***** Document segment *****

Rolls and Points: Scoring in Bunco is straightforward and happens in two ways:
- When one or more dice match the round number (like rolling a 3 in round 3).
- When all three dice show the same number.
- Matching one die with the round number = 1 point.
- Matching two dice with the round number = 2 points.
- Matching all three dice with the round number = 21 points (that’s a Bunco).
- Getting three dice showing the same number but not matching the round = 5 points.
Buncos: Rolling a Bunco is special and gets a unique score mark.
Taking Turns: Players take turns rolling the dice. If you score, keep rolling. If you don’t score, your turn ends, and the player to your left starts.
Keep Rolling Until 21 Points: Players can have many or few turns in each round. It depends on how quickly or slowly the main table reaches 21 points. Enjoy rolling those dice.
Bunco Champions and Prizes Guide
The standout winner in Bunco is the player with the highest count of overall round victories. In larger groups, there are additional recognitions up for grabs, like awards for the most buncos, the participant achieving the last Bunco (known as travelling Bunco), the one with the highest score, lowest score, and more.
Players contribute to a prize “pot” in some bunco circles before the game commences. This collective fund is then shared among various winners. Alternatively, hosts might distribute tangible prizes.
Typically, a diverse range of prizes can be incorporated in more extensive groups with a substantial pot.
In cases where a tie exists among prize winners, two viable solutions are available: initiate an additional round of rolling to determine the ultimate victor, or, if the prize is in cash and both players agree, they can opt to share the winnings. Enjoy the excitement of your bunco game.
How To Play Bunco: Video Guide
How Do You Keep Score on Bunco?
Players maintain their scores on their personal BUNCO Score Cards. If a player rolls a BUNCO, they should make a mark in the BUNCO box on their own scorecard.
Importantly, only the player who rolled the BUNCO receives credit on their individual scorecard, and their teammate does not mark their scorecard.
Q: How To Play Bunco With the Large Group
A: Bunco is great for large gatherings. Easily add more players in groups of 4, keeping the rules the same. For 20 people, add two tables—Head, Table 2, 3, 4, End. For odd numbers, adjust at the end table. Consider adding extra prizes for more excitement.
Q: How To Play Bunco With 1 Player?
A: Bunco is not designed for solo play. It is most enjoyable with groups of 4, 8, 12, or any other multiple of 4 players. Nevertheless, there are variations that allow for play with different combinations of 2 or more participants.
Q: How To Play Bunco With 2 Players?
A: Engaging in a two-person bunco game is an option, though it lacks the social dynamics of rotating teams and tables. The rules for a two-player bunco align with those of the 12-player version mentioned earlier, excluding the table rotations and team switches. In this setup, the player who attains 21 points first in each round secures victory for that round.
Q: How To Play Bunco With 3 Players?

***** Data extract *****

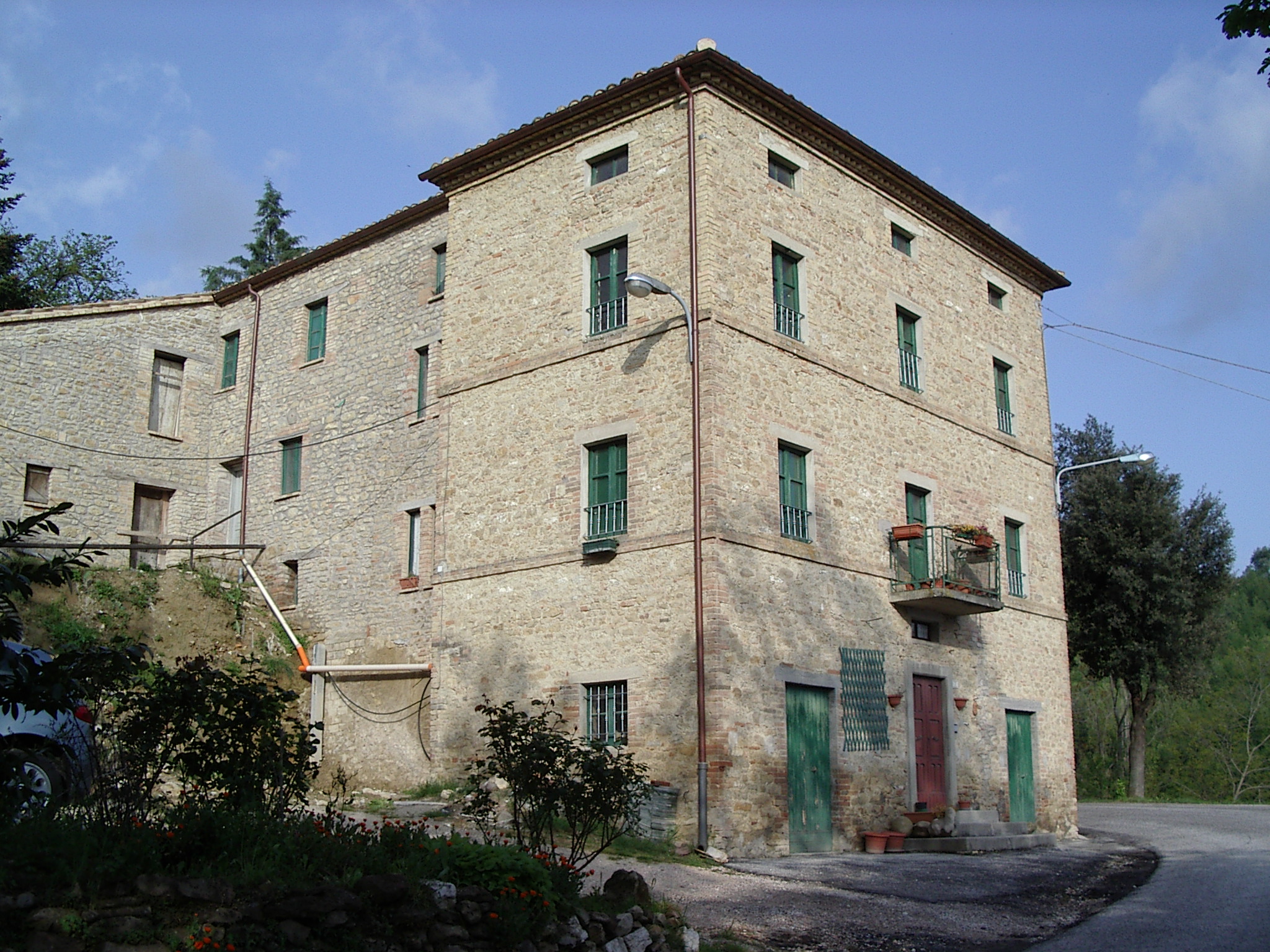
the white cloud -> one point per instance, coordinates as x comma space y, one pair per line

*****

Aim of the exercise:
Extend the Bunco rules guide past its final line. The lines above were drawn from a separate source.

Written answer:
A: Playing Bunco with three people is fun when each person plays on their own. Scoring is still the same, but each player gets their own points without combining them. You don’t have to switch tables or teams.
If there are only three players, playing individually is a good idea. Another option is to add a “ghost” player if you’re one person short of a group of four, as I mentioned before. But for three players, it’s best to stick to everyone playing on their own.
Q: How To Play Bunco With 4 Players?
A: Playing Bunco with four people is similar to the rules of the 12-player Bunco, except you don’t have to switch tables. Just treat the single table as the “head” table. Remember, players still switch teammates after each round to keep the game interesting.
Q: How To Play Bunco With 5 Players?
A: When there are five players, you can set up two tables. Put three players at one table and two players at the other. After each round, the lowest scorers at the first table move to the second, and vice versa.
Another option is having one player take a break each round and play five rounds instead of six. If rounds have different numbers, determine winners by looking at the percentage of wins (Wins divided by Rounds played). Or, seat all five people at one table and let everyone play individually.
Q: How To Play Bunco With 6 Players?
A: For a fun bunco game with six players, try two tables. Put four players at one table as a team and two players at the other table individually. The losing team at the first table moves down, and the winners stay. Both players at the second table move up.
Another option is two tables with three players, each playing solo. Or, two people sit out each round, but that’s a lot of sitting.
Q: How To Play Bunco With 7 Players?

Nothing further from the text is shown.